= MATERIAL SHOWN =
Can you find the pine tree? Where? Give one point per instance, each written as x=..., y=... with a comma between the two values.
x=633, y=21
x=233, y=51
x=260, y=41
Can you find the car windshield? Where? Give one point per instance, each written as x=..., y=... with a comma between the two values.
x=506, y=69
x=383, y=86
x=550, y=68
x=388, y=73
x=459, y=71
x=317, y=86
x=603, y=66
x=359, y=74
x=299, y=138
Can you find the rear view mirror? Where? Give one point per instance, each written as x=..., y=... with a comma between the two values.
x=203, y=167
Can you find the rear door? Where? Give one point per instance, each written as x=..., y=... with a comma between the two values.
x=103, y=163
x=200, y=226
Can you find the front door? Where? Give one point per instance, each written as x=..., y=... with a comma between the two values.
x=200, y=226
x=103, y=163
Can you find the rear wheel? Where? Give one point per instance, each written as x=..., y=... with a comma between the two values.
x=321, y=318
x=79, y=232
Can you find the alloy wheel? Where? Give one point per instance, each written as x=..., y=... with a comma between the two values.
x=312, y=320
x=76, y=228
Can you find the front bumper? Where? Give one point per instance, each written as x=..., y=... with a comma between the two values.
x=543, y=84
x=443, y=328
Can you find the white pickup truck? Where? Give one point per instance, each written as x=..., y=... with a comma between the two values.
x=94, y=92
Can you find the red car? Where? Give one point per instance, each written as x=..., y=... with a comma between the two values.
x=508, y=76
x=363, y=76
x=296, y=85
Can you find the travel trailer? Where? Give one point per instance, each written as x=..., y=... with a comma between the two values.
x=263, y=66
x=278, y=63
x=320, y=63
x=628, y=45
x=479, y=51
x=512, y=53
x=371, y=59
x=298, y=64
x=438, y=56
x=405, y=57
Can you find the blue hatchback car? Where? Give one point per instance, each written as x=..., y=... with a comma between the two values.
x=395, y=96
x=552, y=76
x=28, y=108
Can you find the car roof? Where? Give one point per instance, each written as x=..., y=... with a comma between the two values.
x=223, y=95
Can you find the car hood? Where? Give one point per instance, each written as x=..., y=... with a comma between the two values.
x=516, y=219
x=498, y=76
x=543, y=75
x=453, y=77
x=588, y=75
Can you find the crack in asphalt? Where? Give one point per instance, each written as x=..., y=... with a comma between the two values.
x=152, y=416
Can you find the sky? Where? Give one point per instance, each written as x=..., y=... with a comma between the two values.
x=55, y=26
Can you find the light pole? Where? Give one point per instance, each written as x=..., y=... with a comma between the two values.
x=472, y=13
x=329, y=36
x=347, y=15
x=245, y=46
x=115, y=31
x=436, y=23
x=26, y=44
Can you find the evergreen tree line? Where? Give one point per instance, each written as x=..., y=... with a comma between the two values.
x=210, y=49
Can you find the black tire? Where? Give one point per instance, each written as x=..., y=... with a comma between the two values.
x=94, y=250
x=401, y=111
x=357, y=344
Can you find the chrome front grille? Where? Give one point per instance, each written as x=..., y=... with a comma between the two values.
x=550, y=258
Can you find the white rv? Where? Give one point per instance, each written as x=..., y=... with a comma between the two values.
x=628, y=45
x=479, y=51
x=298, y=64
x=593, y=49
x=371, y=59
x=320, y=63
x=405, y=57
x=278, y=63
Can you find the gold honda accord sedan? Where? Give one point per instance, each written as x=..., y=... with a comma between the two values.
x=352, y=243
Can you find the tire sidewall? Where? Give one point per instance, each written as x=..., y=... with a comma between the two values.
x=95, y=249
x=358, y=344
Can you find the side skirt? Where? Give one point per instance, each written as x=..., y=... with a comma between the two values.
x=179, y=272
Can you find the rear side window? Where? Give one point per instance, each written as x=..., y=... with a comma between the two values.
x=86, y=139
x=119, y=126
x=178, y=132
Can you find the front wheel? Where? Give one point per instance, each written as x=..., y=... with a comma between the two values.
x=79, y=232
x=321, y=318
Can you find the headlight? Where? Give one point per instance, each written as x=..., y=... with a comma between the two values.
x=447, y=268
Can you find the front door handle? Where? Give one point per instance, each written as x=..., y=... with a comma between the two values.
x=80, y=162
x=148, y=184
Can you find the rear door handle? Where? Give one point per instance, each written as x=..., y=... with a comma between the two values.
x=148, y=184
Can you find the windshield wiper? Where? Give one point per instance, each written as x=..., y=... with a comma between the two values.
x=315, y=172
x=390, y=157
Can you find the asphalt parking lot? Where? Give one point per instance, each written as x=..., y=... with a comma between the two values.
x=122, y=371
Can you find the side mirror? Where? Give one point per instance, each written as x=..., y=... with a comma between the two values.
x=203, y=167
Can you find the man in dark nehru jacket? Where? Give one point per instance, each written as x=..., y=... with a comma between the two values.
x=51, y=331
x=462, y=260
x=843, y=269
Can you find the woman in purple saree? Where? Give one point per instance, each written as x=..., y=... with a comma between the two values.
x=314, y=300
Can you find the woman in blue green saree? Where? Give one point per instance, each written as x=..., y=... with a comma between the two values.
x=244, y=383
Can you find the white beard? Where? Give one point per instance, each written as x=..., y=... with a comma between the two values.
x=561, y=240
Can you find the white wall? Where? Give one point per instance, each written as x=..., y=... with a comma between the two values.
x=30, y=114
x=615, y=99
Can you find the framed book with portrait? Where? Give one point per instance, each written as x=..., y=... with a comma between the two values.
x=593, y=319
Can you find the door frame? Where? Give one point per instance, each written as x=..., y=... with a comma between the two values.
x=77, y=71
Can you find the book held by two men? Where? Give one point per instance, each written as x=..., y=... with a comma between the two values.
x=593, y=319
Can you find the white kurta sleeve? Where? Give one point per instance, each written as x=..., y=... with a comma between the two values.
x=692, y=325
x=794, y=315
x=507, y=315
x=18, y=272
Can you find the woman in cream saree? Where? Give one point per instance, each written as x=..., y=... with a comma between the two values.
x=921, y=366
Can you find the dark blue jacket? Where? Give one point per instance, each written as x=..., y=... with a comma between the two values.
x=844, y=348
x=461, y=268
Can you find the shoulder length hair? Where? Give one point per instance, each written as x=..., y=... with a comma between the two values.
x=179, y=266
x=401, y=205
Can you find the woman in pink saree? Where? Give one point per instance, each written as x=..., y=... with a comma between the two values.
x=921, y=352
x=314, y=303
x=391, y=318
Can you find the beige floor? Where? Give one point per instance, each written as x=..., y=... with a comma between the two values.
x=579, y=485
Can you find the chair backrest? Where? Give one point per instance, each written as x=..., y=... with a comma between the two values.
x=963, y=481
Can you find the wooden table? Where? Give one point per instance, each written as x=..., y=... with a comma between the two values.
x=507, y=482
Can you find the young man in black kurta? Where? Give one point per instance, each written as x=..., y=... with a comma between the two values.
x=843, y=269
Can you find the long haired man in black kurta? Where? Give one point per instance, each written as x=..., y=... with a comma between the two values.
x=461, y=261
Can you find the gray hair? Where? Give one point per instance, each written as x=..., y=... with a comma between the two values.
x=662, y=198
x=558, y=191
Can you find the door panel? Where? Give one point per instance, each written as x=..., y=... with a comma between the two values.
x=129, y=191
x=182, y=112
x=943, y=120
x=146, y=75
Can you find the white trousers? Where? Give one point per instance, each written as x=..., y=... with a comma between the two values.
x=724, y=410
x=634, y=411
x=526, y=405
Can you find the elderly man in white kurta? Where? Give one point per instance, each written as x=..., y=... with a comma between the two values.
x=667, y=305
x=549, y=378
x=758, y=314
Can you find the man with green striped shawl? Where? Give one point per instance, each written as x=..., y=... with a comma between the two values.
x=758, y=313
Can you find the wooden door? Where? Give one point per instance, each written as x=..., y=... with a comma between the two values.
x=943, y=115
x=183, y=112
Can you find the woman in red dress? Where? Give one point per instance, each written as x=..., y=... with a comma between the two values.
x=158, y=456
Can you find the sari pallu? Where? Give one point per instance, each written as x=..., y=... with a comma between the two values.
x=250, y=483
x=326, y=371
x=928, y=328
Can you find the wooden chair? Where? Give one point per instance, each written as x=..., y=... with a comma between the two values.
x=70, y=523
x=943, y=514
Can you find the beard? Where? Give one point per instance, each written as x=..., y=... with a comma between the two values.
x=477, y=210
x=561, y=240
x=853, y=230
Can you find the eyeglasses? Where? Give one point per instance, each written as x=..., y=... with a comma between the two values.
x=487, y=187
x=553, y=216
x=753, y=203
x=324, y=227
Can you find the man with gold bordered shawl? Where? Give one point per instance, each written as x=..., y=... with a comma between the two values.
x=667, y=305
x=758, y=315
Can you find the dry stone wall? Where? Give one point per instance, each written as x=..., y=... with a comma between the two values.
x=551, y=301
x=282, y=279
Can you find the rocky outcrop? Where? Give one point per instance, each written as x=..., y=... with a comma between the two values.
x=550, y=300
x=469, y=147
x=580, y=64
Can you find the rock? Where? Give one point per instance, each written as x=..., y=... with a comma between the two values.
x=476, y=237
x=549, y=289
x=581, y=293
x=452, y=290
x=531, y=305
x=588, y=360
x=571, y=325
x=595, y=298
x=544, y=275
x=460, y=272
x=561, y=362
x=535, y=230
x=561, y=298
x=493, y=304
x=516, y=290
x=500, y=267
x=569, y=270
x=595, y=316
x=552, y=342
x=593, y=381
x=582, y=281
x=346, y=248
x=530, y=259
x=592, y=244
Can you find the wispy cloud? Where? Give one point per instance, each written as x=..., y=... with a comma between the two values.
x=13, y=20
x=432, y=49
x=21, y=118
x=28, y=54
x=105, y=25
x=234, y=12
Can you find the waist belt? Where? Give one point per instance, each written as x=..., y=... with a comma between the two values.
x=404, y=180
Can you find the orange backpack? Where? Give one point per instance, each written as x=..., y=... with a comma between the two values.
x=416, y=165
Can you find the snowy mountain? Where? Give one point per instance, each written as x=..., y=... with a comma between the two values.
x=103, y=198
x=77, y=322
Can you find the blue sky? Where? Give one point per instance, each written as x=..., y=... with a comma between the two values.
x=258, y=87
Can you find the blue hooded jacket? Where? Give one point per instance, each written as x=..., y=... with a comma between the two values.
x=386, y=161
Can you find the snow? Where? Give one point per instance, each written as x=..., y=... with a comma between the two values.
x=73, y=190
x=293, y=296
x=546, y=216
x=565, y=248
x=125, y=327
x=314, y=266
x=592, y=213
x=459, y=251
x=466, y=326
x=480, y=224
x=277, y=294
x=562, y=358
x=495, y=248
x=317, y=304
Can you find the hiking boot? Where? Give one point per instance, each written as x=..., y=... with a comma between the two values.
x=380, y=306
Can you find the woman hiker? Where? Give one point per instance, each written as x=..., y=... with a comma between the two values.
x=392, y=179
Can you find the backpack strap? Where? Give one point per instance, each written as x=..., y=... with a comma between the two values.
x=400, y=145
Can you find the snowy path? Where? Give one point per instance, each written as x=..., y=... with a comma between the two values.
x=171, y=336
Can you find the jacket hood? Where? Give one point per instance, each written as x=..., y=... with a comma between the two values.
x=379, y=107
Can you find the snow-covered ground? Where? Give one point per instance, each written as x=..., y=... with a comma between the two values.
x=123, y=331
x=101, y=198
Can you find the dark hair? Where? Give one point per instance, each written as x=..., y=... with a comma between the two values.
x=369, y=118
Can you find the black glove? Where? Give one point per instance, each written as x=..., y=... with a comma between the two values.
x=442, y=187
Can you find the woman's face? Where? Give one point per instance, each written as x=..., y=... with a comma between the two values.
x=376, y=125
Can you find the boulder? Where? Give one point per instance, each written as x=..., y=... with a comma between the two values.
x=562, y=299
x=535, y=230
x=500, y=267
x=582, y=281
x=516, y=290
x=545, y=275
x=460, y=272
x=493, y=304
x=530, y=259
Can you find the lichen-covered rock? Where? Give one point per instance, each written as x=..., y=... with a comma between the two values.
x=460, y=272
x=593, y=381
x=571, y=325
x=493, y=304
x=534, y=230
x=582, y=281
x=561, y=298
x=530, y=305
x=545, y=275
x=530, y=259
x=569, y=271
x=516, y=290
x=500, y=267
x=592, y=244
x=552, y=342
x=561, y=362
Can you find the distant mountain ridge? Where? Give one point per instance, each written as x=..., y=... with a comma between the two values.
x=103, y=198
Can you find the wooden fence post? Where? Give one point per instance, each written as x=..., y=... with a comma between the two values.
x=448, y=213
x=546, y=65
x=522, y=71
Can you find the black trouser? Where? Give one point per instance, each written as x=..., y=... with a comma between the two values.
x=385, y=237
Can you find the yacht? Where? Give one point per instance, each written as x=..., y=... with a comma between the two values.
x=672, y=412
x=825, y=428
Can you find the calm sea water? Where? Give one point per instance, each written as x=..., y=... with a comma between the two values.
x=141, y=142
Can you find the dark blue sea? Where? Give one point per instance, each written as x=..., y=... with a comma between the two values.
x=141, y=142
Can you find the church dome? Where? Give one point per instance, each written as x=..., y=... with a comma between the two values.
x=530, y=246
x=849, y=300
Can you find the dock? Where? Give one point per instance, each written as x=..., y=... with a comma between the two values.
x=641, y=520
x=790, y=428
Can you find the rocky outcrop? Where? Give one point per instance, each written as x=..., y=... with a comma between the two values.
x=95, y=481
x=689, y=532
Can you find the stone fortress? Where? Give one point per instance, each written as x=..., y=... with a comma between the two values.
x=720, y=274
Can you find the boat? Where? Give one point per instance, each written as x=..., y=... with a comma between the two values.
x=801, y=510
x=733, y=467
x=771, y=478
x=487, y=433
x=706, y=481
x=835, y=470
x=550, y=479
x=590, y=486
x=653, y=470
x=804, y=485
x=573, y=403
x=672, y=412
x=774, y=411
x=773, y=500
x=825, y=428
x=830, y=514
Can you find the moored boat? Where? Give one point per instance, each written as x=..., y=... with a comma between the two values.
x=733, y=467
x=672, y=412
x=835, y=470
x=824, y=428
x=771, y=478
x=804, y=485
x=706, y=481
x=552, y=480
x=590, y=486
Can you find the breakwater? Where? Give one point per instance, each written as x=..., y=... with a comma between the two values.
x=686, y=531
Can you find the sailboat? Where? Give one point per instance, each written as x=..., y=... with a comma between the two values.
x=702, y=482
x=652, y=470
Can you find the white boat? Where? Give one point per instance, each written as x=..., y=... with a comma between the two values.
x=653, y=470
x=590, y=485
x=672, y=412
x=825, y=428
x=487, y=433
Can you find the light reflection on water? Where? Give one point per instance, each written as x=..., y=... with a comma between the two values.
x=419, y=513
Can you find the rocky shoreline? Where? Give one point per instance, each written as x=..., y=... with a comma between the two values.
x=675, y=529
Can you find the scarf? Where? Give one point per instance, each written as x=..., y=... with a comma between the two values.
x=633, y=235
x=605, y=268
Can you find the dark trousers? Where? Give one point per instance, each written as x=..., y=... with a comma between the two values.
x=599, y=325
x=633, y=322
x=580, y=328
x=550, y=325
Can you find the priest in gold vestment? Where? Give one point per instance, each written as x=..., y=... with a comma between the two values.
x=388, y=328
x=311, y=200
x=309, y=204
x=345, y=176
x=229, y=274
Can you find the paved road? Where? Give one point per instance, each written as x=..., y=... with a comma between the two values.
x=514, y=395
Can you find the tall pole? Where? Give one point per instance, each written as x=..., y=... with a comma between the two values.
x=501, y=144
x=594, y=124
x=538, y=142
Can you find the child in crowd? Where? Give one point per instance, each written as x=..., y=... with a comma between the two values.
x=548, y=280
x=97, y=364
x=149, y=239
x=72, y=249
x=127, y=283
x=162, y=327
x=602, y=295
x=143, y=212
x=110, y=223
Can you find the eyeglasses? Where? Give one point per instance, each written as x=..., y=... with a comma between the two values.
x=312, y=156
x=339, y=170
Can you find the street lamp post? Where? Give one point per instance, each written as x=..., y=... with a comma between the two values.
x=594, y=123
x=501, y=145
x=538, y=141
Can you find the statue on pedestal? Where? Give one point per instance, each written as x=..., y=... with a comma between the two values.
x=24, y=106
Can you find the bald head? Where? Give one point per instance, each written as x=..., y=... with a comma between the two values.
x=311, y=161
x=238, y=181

= EXERCISE BRIEF =
Your task is to reproduce, exactly and exclusively, the lines from the one holding "Can you find the light reflection" through the final line of the listing.

= ANSWER BELOW =
Can you find the light reflection on water? Where? Give one point per instance, each written as x=..., y=... with a comma between the two values.
x=419, y=513
Can you find the rocky shoreline? Where? Give one point per instance, each written as x=..., y=... with a comma between the two values.
x=675, y=529
Can you find the scarf? Where? Give one point per instance, each written as x=..., y=... with a comma between the two values.
x=633, y=235
x=605, y=268
Can you find the dark trousers? Where? Give one point per instance, each written as x=..., y=... with a comma between the two values.
x=599, y=325
x=633, y=322
x=580, y=328
x=550, y=325
Can you find the priest in gold vestment? Where? Give one point per instance, each written as x=..., y=... with a comma between the two values.
x=388, y=328
x=311, y=200
x=309, y=204
x=345, y=176
x=229, y=274
Can you find the paved road? Where? Give one point per instance, each written as x=..., y=... with a comma between the two values.
x=514, y=395
Can you find the tall pole? Where? Give one point per instance, each written as x=..., y=... with a comma between the two values.
x=501, y=144
x=594, y=124
x=538, y=142
Can you find the child in crowd? Where? Give one point per instance, each written as x=..., y=... with a comma between the two values.
x=548, y=280
x=97, y=364
x=149, y=239
x=72, y=249
x=127, y=283
x=162, y=327
x=602, y=295
x=143, y=212
x=110, y=223
Can you find the eyeglasses? Where? Give one point per instance, each written as x=..., y=... with a comma between the two values.
x=312, y=156
x=339, y=170
Can you find the street lamp post? Where? Give one point per instance, each written as x=..., y=... with a comma between the two values.
x=594, y=123
x=501, y=145
x=538, y=141
Can you find the statue on pedestal? Where? Give one point per instance, each written as x=..., y=... with a comma between the two values.
x=24, y=106
Can you find the bald head? Where? Give one point per instance, each written as x=..., y=... with a comma between the two values.
x=311, y=161
x=238, y=181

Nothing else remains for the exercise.